BRIEF
Which lines in the rows below contain the string "shirt"? List every such line, matching case exactly.

Rows from a dataset:
——
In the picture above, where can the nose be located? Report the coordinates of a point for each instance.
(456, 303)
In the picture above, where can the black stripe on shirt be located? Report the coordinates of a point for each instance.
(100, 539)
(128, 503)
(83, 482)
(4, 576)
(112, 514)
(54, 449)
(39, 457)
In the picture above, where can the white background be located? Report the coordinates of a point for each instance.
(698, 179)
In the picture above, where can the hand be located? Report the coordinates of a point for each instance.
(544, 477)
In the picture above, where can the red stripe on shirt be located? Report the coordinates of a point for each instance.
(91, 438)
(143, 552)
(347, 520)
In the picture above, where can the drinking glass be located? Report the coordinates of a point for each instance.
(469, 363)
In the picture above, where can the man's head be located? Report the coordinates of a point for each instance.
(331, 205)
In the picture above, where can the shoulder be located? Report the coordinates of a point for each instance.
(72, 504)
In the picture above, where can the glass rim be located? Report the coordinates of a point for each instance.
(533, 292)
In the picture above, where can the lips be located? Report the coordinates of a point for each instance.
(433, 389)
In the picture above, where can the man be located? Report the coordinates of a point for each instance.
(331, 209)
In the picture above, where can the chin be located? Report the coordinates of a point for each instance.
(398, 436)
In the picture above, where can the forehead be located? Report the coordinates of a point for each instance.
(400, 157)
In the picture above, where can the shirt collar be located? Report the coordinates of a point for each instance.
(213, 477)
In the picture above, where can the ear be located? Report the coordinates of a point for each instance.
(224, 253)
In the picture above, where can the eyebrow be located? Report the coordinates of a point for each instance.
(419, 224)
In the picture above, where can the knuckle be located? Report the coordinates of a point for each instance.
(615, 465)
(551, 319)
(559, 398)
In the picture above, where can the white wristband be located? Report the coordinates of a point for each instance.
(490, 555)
——
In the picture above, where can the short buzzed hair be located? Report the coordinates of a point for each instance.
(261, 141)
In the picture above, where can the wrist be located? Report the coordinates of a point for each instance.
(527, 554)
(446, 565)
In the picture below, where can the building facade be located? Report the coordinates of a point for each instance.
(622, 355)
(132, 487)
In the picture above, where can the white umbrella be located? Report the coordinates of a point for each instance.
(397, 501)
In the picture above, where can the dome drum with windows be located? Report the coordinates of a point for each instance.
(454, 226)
——
EXPECTED OUTPUT
In the picture above, where can the black stripe on shirt be located? Report the coordinates of a point for each instance.
In the picture above, where can the red stripe on shirt be located? Report the coordinates of a point for each instance.
In the picture above, where can the shirt collar be located? Report the coordinates of a point for each instance.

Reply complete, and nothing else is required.